» EXERCISE OBJECTIVE: Your task is to output the data exactly as it stands.

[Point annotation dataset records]

▬▬▬▬▬▬▬▬▬▬

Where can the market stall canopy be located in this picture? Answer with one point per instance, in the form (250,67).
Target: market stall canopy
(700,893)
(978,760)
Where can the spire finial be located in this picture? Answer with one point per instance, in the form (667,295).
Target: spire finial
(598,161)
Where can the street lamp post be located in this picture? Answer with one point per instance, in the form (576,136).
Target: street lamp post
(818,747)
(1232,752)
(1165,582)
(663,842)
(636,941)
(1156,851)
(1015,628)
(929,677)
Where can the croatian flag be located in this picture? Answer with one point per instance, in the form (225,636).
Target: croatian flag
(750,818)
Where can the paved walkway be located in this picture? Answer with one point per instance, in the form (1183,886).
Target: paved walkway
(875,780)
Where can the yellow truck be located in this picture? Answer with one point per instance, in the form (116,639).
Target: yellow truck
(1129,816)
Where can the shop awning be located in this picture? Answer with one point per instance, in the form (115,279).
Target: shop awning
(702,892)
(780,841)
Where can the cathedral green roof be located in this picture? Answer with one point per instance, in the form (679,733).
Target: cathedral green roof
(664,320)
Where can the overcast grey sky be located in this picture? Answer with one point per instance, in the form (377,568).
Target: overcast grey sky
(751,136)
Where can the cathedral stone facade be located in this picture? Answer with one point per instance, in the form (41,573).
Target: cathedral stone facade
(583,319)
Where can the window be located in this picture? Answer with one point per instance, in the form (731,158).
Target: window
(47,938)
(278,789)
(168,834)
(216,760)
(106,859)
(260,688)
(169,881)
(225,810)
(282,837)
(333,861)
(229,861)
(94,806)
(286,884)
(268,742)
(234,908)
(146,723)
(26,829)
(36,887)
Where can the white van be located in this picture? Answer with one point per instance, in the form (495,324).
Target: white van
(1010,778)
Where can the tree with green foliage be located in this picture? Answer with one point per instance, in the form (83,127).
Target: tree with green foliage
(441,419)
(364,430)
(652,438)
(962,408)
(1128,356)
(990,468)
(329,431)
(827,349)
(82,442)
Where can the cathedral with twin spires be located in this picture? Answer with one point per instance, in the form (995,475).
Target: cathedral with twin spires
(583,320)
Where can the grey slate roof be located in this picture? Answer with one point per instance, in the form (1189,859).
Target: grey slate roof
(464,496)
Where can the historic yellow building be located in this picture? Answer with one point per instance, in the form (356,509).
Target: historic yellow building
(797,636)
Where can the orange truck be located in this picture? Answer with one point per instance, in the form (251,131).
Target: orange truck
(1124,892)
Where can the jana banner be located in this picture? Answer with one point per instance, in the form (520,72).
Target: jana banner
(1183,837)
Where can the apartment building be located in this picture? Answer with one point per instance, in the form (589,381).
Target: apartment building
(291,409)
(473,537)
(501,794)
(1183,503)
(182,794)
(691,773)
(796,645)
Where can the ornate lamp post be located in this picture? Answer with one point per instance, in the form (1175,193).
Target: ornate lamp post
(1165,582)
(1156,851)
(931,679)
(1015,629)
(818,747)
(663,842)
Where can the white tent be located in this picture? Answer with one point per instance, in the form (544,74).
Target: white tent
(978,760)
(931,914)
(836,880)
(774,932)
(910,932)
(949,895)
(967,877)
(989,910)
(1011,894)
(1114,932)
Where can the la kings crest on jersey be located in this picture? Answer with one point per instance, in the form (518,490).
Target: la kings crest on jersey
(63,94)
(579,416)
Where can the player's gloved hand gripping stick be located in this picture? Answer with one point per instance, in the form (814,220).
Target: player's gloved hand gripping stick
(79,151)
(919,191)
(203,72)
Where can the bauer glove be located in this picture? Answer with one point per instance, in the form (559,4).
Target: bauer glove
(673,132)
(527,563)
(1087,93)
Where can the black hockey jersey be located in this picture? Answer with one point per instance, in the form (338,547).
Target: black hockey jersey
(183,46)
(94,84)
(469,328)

▬▬▬▬▬▬▬▬▬▬

» WORKED SOLUTION:
Where can the market stall canopy be located in this picture? Answer with one point per instance, in the form (250,67).
Target: market stall canopy
(700,893)
(978,760)
Where can the spire finial be located in this picture? Answer with one point per instance, in the form (667,295).
Target: spire finial
(598,161)
Where can the street lamp post be located in this picture? Answer with one point per instance, in the form (576,136).
Target: street lamp post
(818,747)
(1232,752)
(1165,582)
(663,842)
(636,941)
(1156,851)
(1015,628)
(929,677)
Where can the croatian flag be located in this picture? Answer with one point per instance, in the form (225,636).
Target: croatian flag
(750,818)
Where can the paved walkway be located in this picture? Answer with one point per instance, in the form (1183,886).
Target: paved walkway
(875,780)
Where can the yellow truck be located in this picture? Answer with one point per instance, in the form (116,639).
Target: yellow truck
(1129,816)
Where can the shop awning be located in this picture? Answer with one point per instance, in the form (115,279).
Target: shop awning
(702,892)
(780,841)
Where can the cathedral green roof be located in this picture? Answer with one point per instance, in the form (679,733).
Target: cathedral green roof
(664,320)
Where can the overcast grey sky be located in this picture? Answer with one point per instance, in the form (377,568).
Target: overcast grey sky
(751,136)
Where can the cathedral stone facade be located in this picture? Answer with one point per instance, in the form (41,573).
Target: cathedral stone facade
(583,319)
Where can the window be located in this picture? Answer with one point per instance, in the form (731,158).
Target: window
(47,938)
(278,789)
(168,834)
(216,760)
(106,859)
(260,688)
(169,881)
(225,810)
(282,837)
(333,861)
(229,861)
(94,806)
(286,884)
(268,742)
(234,908)
(146,723)
(26,829)
(36,887)
Where can the white van be located in this picture? Answer with one point per instance, in the form (495,324).
Target: white van
(1010,778)
Where can the tree with green foliage be located in this picture? Answer with one point per instance, in the form (83,127).
Target: tree with green foliage
(441,419)
(364,430)
(652,438)
(962,408)
(1128,356)
(990,468)
(329,431)
(827,349)
(82,442)
Where can the cathedral with twin spires be located in this picture? Answer with one point per instance, in the form (995,475).
Target: cathedral with twin spires
(583,320)
Where can the grey slate roof be located in this picture? Answer with one point per instance, in the form (1189,859).
Target: grey slate roof
(464,496)
Where can the historic yellow building be located in this picture? Answer with one point per instance, in the form (356,509).
Target: historic yellow building
(797,636)
Where can the orange truck be located in this picture? Answer with one point per instance, in the form (251,131).
Target: orange truck
(1124,892)
Where can the jana banner be located in this picture? Answer with one point per instance, in the form (520,72).
Target: jana banner
(1183,837)
Where can the apartment building be located in this picture? Answer with one point per instance, in the form (589,381).
Target: apartment building
(291,409)
(473,537)
(501,794)
(1183,503)
(182,794)
(691,773)
(796,645)
Where can the ornate lamp post be located in this picture? Answer with one point per instance, in the form (1175,193).
Target: ornate lamp post
(1165,582)
(1156,851)
(931,679)
(1015,629)
(818,747)
(663,842)
Where can the white tent be located in this picture? Answer with one point per instance, in the form (544,74).
Target: white tent
(978,760)
(931,914)
(836,880)
(774,932)
(910,932)
(949,895)
(967,877)
(989,910)
(1011,894)
(1114,932)
Where can the la kings crest on jersey be located in this picture? Answer with one point per instance, in the form (518,490).
Target: la kings crest on jersey
(63,94)
(579,416)
Where can the player's gloved hand gripping stick be located in this picture? Answer with one point per instance, in the form (814,220).
Target: player's gloved hand gripping stick
(79,151)
(919,191)
(203,72)
Where can the bauer glove be located in this picture? Answer with one point per instance, in the form (559,4).
Target: bauer glove
(673,132)
(527,563)
(1087,93)
Where can the black hockey jersey be located in this picture? Answer with one point per instance, in the form (338,547).
Target: black hockey jersey
(183,46)
(94,84)
(469,328)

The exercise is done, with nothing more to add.